__Problem requirements__
The records that follow are to be repeated without alteration.

Point labeling dataset excerpts:
☆ ☆ ☆ ☆ ☆ ☆ ☆
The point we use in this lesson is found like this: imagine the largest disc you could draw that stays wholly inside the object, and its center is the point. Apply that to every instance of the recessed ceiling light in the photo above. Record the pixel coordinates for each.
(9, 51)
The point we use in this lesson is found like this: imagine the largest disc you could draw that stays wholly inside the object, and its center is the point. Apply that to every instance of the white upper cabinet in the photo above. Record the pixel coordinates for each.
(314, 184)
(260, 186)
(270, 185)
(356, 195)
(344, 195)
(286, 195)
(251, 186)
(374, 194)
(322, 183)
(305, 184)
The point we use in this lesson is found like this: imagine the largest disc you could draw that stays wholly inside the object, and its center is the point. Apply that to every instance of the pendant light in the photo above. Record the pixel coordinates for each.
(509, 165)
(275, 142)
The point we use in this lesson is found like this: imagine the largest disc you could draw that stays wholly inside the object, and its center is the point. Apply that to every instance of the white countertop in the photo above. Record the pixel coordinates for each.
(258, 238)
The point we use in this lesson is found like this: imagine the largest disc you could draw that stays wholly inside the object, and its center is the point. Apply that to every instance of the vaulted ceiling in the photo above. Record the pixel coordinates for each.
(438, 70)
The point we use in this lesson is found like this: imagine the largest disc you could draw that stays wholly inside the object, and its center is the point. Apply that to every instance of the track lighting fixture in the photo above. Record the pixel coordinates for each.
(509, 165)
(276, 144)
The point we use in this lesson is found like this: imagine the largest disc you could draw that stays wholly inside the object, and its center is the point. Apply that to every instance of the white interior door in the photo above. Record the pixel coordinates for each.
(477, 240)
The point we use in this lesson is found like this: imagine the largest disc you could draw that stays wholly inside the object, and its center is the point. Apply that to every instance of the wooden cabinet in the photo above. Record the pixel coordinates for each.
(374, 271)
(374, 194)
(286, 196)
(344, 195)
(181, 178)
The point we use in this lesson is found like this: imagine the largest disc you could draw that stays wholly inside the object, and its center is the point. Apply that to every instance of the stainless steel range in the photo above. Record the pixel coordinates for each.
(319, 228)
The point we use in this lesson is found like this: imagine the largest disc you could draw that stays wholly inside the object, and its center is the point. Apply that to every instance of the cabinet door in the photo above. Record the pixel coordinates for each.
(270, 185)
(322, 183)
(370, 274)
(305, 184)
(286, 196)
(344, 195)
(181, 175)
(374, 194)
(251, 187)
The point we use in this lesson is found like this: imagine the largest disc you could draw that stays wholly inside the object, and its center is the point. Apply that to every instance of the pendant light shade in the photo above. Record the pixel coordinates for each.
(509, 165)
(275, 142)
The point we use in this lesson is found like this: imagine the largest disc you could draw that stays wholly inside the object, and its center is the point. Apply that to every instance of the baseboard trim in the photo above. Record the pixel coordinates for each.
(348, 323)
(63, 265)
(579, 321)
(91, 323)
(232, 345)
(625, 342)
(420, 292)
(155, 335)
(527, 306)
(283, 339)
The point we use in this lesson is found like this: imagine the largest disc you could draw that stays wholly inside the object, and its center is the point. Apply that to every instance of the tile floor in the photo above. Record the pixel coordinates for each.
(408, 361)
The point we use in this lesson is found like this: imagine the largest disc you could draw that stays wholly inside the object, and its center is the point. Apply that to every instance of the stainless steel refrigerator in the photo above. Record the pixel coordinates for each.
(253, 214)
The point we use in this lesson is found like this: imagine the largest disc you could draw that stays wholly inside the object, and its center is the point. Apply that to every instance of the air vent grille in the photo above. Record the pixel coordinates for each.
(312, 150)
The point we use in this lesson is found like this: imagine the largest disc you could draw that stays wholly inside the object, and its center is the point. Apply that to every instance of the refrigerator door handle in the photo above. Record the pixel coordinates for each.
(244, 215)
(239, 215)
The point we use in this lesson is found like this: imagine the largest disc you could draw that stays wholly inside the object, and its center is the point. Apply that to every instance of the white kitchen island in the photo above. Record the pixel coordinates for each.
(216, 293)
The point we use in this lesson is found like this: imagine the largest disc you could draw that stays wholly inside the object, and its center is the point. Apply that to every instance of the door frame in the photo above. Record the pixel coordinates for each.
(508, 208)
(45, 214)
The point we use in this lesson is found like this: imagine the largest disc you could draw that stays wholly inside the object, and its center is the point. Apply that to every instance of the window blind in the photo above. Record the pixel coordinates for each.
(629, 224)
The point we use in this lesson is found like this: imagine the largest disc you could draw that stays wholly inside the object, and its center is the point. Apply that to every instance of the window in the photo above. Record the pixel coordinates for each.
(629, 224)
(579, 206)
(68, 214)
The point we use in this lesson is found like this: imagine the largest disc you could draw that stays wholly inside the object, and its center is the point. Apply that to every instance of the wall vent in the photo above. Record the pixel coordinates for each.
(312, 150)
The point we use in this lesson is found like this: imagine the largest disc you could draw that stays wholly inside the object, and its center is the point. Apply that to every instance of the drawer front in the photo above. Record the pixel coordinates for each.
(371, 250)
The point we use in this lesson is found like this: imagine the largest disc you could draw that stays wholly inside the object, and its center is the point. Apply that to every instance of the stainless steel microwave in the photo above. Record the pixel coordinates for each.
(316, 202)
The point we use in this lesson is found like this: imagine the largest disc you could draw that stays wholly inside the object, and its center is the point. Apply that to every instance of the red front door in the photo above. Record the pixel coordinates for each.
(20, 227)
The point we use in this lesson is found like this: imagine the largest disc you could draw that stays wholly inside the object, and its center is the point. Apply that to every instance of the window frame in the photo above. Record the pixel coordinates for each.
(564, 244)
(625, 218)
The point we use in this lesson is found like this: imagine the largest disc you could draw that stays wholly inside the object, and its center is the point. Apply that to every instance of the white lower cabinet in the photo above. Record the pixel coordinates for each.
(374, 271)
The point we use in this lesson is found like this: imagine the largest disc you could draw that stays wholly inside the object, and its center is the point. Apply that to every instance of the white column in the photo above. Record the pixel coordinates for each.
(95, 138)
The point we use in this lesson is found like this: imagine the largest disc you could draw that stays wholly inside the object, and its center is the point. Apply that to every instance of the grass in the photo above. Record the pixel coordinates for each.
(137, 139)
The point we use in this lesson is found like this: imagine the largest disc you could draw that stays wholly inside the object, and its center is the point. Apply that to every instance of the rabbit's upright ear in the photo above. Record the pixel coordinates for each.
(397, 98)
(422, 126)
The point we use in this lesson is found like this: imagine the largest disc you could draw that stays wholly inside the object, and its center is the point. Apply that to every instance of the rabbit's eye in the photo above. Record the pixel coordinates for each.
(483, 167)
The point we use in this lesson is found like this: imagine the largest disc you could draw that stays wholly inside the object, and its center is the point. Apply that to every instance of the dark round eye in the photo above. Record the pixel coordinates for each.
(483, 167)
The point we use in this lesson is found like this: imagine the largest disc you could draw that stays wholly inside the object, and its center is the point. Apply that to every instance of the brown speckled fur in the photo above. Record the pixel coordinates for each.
☆ ☆ ☆ ☆ ☆ ☆ ☆
__Response__
The point we use in this lesson is found like this: imagine the largest disc you could draw that stays wholly inside the object, and its center is the point. Apply that to every instance of the recessed ceiling light in the photo above. Record the pixel coordinates for each.
(9, 51)
The point we use in this lesson is found like this: imagine the largest disc you could draw that stays wholly inside the object, and its center is the point. Apply that to every instance of the white upper cabinet in the photo above. Record the pixel coordinates for each.
(314, 184)
(260, 186)
(270, 185)
(356, 195)
(344, 195)
(286, 195)
(251, 186)
(374, 194)
(322, 183)
(305, 184)
The point we use in this lesson is found like this: imagine the largest disc you could draw that stays wholly inside the object, and its center is the point. Apply that to every instance of the pendant light in the photo above. Record the pixel coordinates for each.
(509, 165)
(275, 142)
The point we use in this lesson is found like this: imagine the largest disc you could draw that stays wholly inside the object, and its center is the point. Apply that to every instance of the white countertop in the photo above. Record the pixel coordinates for each.
(258, 238)
The point we use in this lesson is found like this: imagine the largest disc you could draw that stays wholly inside the object, and its center is the point. Apply that to every instance of the vaulted ceiling in the photo above. Record the pixel coordinates for each.
(438, 70)
The point we use in this lesson is found like this: imagine the largest disc you could draw that stays wholly inside the object, and its center is the point. Apply that to every instance of the track lighting fixture in the photo above. Record the pixel coordinates for each.
(509, 165)
(276, 144)
The point we use in this lesson is found like this: imagine the largest disc you could draw that stays wholly inside the object, and its center is the point. Apply that to every instance of the white interior door in the photo above. Record the pixel coordinates for each.
(477, 240)
The point we use in this lesson is found like this: imagine the largest disc you could draw that stays wholly inside the object, and its center is the point. Apply that to every instance of the wooden cabinet in the photo above. Record the pixel coordinates for each.
(374, 271)
(374, 194)
(286, 196)
(344, 195)
(181, 178)
The point we use in this lesson is found like this: imagine the largest disc you could draw that stays wholly inside the object, and its center is the point. Apply that to every instance of the stainless steel range in the photo above. Record the pixel coordinates for each.
(319, 228)
The point we use in this lesson is found like this: imagine the largest disc you could draw that stays wholly inside the object, and its center is the point. Apply that to every instance of the cabinet door in the photo above. Record the pixel coordinates for each.
(270, 185)
(322, 183)
(370, 274)
(305, 184)
(286, 196)
(344, 195)
(181, 175)
(374, 194)
(251, 187)
The point we use in this lesson is found like this: imagine the largest disc you could draw that stays wholly inside the object, and its center is the point. Apply that to every instance of the pendant light shade in the photo above. Record the pixel coordinates for each.
(509, 165)
(275, 142)
The point we use in this lesson is found like this: imagine the largest disc you could draw that stays wholly inside the object, and its center is the point. Apply that to every instance of the baseboard trim in the photo above. Record the pixel coordinates for each.
(348, 323)
(63, 265)
(579, 321)
(91, 323)
(232, 345)
(625, 342)
(420, 292)
(155, 335)
(527, 306)
(283, 339)
The point we use in this lesson is found like this: imagine the largest disc you could draw that stays wholly inside the object, and its center is the point. Apply that to every instance of the tile floor in the photo above. Record the pixel coordinates for each.
(408, 361)
The point we use in this lesson is found like this: imagine the largest disc you could draw that stays wholly inside the object, and its center is the point. Apply that to every instance of the stainless steel refrigerator in the photo above. Record the pixel coordinates for each.
(253, 214)
The point we use in this lesson is found like this: imagine the largest disc you could draw that stays wholly inside the object, and its center is the point. Apply that to every instance of the air vent grille in the photo above. Record the pixel coordinates for each.
(312, 150)
The point we use in this lesson is found like this: imagine the largest disc you could draw that stays wholly inside the object, and its center is the point. Apply that to every instance of the refrigerator door handle in the photo above. Record the pixel coordinates for each.
(244, 215)
(239, 215)
The point we use in this lesson is found like this: imagine the largest disc you could draw that stays wholly inside the object, and its center is the point. Apply that to every instance of the white kitchen island in the photo above. Record the pixel coordinates for each.
(216, 293)
The point we use in this lesson is found like this: imagine the largest disc you could draw that stays wholly inside the object, and its center is the point. Apply that to every instance of the door frame in the photo above. Record the pixel coordinates for each.
(508, 208)
(45, 214)
The point we use in this lesson is found like this: imagine the largest disc you could draw that stays wholly inside the object, and its center is the point. Apply that to every instance of the window blind in the photo above. Record the pixel coordinates for each.
(629, 224)
The point we use in this lesson is found like this: imagine the largest disc you could draw that stays wholly inside the object, and its center is the point. Apply that to every instance of the window in the photo above. Record the pixel coordinates for each.
(629, 224)
(579, 206)
(68, 214)
The point we use in this lesson is found like this: imagine the largest disc you could draw that stays wholly inside the object, and its center is the point. Apply that to every instance of the wall vent in the photo above. Record the pixel coordinates for each.
(312, 150)
The point we use in this lesson is found like this: imagine the largest disc you could draw that stays wholly inside the object, and its center is the point. Apply that to every instance of the drawer front in the photo above. Record the pixel coordinates for each.
(371, 250)
The point we use in this lesson is found like this: imagine the largest disc you could draw that stays wholly inside the object, and its center is the point. Apply that to every instance of the stainless steel microwave in the photo above. Record the pixel coordinates for each.
(316, 202)
The point we use in this lesson is found like this: imagine the largest disc you could draw that stays wholly inside the object, and its center is the point. Apply that to every instance of the red front door in the photo above. Record the pixel coordinates for each.
(20, 227)
The point we use in this lesson is found like this: imagine the largest disc you could draw that stays wholly inside the object, and its center is the point. Apply that to every instance of the window frame in the photo above. Record the pixel coordinates for each.
(564, 244)
(625, 218)
The point we use in this lesson is found like this: imagine the largest disc you could draw that stays wholly inside the object, and its center is the point. Apply that to every instance of the white lower cabinet in the photo above. Record the pixel coordinates for each.
(374, 271)
The point we use in this lesson is found like this: imagine the largest disc you could draw that stays wholly inside the object, and its center is the point. Apply that to every instance of the white column in the photo above. Record the pixel coordinates for each.
(95, 138)
The point we use in this lesson is found like this: imagine the largest disc you could draw that stays wholly inside the object, and its center is the point. Apply that to every instance of the grass in the photo above. Record the pixel coordinates for each.
(137, 139)
The point we use in this lesson is found like this: imagine the largest disc you could draw that stays wholly inside the object, and its center is the point. Apply that to every instance of the rabbit's upright ear in the photo above. Record the pixel coordinates for each.
(397, 98)
(422, 126)
The point we use in this lesson is found like this: imagine the largest disc you could draw that stays wholly inside the object, and its center is the point. Apply that to every instance of the rabbit's eye in the photo above. Record the pixel coordinates for each.
(483, 167)
The point we use in this lesson is found like this: imagine the largest disc you could draw that stays wholly inside the object, and its center is the point. Apply that to every instance of the dark round eye in the photo above. Record the pixel coordinates for each.
(483, 167)
The point we use in this lesson is found like this: imagine the largest disc you could draw that stays wholly inside the object, and its center is the point. Apply that to every instance of the brown speckled fur in the photo above. Record the pixel coordinates for each.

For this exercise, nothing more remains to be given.